(Stored items from a collection)
———

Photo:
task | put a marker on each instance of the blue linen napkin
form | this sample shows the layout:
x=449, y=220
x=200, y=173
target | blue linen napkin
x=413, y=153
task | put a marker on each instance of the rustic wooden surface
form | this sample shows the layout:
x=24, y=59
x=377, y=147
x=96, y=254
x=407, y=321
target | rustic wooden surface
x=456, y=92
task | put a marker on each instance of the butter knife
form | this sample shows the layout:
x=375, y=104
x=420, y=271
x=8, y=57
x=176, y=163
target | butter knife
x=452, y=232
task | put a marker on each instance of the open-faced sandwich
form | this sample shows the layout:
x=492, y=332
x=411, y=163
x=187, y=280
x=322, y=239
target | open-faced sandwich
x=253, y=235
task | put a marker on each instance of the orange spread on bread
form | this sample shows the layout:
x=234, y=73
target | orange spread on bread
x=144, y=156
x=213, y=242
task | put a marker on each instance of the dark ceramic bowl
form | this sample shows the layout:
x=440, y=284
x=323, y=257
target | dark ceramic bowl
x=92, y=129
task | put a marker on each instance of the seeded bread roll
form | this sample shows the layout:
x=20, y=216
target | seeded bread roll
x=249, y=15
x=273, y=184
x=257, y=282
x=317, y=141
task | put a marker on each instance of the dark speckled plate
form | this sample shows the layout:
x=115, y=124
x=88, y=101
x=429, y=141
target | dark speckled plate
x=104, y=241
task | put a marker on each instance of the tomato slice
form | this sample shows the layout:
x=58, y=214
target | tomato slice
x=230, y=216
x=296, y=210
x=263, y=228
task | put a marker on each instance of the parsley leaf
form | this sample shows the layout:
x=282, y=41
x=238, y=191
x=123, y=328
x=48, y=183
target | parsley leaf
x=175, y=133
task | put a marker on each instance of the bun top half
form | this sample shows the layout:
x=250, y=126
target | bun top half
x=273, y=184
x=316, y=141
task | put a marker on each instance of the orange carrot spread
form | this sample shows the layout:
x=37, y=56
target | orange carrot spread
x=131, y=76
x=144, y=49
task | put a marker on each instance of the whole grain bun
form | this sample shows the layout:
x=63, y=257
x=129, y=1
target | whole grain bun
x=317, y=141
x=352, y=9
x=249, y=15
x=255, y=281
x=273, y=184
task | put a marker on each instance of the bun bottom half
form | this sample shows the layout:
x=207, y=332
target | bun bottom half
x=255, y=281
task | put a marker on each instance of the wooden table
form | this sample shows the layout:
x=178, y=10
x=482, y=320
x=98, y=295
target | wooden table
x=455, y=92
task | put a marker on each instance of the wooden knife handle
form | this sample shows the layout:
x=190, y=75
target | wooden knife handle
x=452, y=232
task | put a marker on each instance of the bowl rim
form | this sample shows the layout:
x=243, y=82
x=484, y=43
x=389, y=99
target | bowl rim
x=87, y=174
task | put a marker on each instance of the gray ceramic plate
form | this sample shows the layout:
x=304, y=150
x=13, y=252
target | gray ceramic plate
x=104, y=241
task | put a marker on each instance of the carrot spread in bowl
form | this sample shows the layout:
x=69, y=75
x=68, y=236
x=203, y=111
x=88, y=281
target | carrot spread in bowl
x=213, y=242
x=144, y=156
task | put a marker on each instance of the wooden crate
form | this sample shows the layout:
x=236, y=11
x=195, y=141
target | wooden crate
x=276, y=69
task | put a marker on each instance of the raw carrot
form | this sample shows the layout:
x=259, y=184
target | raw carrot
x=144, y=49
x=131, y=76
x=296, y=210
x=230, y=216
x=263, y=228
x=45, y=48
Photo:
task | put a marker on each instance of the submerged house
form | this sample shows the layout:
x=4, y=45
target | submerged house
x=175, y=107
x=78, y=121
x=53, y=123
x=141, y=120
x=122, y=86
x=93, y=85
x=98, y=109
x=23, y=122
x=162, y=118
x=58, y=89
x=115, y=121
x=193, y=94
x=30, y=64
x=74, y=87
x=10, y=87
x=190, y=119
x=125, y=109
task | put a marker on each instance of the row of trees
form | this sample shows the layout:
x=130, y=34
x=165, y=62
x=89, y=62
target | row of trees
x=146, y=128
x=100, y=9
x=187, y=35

———

## [Requirement]
Please give the entries above again in full, exactly as written.

## [Task solution]
Photo:
task | put a marker on each instance of the blue linen napkin
form | this sample shows the layout:
x=449, y=220
x=200, y=173
target | blue linen napkin
x=413, y=153
task | put a marker on each instance of the rustic wooden surface
form | this sample shows the layout:
x=24, y=59
x=377, y=147
x=96, y=254
x=407, y=321
target | rustic wooden surface
x=456, y=92
task | put a marker on each instance of the butter knife
form | this sample shows the layout:
x=375, y=104
x=420, y=271
x=8, y=57
x=176, y=163
target | butter knife
x=452, y=232
task | put a marker on each instance of the open-faced sandwich
form | this sample shows the layout:
x=492, y=332
x=411, y=163
x=187, y=280
x=322, y=239
target | open-faced sandwich
x=253, y=235
task | put a marker on each instance of the orange spread on bread
form | this sample shows the layout:
x=234, y=73
target | orange spread on bread
x=144, y=156
x=213, y=242
task | put a marker on each instance of the dark ceramic bowl
form | this sample shows the layout:
x=440, y=284
x=323, y=257
target | dark ceramic bowl
x=92, y=129
task | put a marker on each instance of the seeded bread roll
form | this sample shows the layout:
x=20, y=216
target | seeded bread roll
x=249, y=15
x=273, y=184
x=257, y=282
x=317, y=141
task | put a marker on each instance of the dark speckled plate
form | this sample shows the layout:
x=115, y=124
x=88, y=101
x=429, y=141
target | dark speckled plate
x=104, y=241
task | put a marker on each instance of the tomato slice
form | this sample shows the layout:
x=58, y=214
target | tomato slice
x=230, y=216
x=296, y=210
x=263, y=228
task | put a marker on each instance of the parsley leaf
form | this sample shows the layout:
x=282, y=41
x=238, y=191
x=123, y=328
x=48, y=183
target | parsley leaf
x=175, y=133
task | put a marker on each instance of the bun top half
form | this sample shows the layout:
x=250, y=126
target | bun top half
x=273, y=184
x=316, y=141
task | put a marker on each instance of the orange carrot spread
form | this sample shows the layout:
x=37, y=56
target | orange carrot spread
x=131, y=76
x=144, y=49
task | put a marker on each instance of the whole grain bun
form | this sample shows the layout:
x=63, y=257
x=129, y=1
target | whole grain bun
x=317, y=141
x=352, y=9
x=249, y=15
x=255, y=281
x=273, y=184
task | put a marker on each instance of the bun bottom half
form | this sample shows the layout:
x=207, y=332
target | bun bottom half
x=255, y=281
task | put a marker on each instance of the wooden table
form | this sample shows the layout:
x=178, y=10
x=482, y=320
x=98, y=295
target | wooden table
x=455, y=92
task | put a marker on each instance of the wooden knife handle
form | this sample shows the layout:
x=190, y=75
target | wooden knife handle
x=452, y=232
task | put a marker on each instance of the bowl rim
form | this sample shows the layout:
x=243, y=82
x=484, y=43
x=389, y=99
target | bowl rim
x=87, y=174
task | put a marker on each instance of the gray ceramic plate
form | this sample shows the layout:
x=304, y=150
x=13, y=252
target | gray ceramic plate
x=104, y=241
task | put a marker on each instance of the carrot spread in bowl
form | this sample shows the layout:
x=69, y=75
x=68, y=236
x=203, y=111
x=88, y=281
target | carrot spread in bowl
x=213, y=242
x=144, y=156
task | put a marker on each instance of the wooden crate
form | this sample shows the layout:
x=236, y=11
x=195, y=141
target | wooden crate
x=276, y=69
task | put a marker on each instance of the raw carrot
form | this sample shows the layout:
x=259, y=184
target | raw carrot
x=144, y=49
x=131, y=76
x=296, y=210
x=230, y=216
x=263, y=228
x=45, y=48
Photo:
task | put a marker on each instance of the submerged house
form | this sample shows the layout:
x=4, y=45
target | submerged house
x=175, y=107
x=78, y=121
x=53, y=123
x=141, y=120
x=122, y=86
x=93, y=85
x=98, y=109
x=23, y=122
x=162, y=118
x=58, y=89
x=115, y=121
x=193, y=94
x=30, y=64
x=74, y=87
x=10, y=87
x=190, y=119
x=125, y=109
task | put a marker on each instance of the row of trees
form | this sample shows the layout:
x=130, y=34
x=165, y=62
x=89, y=62
target | row of trees
x=146, y=128
x=100, y=9
x=187, y=35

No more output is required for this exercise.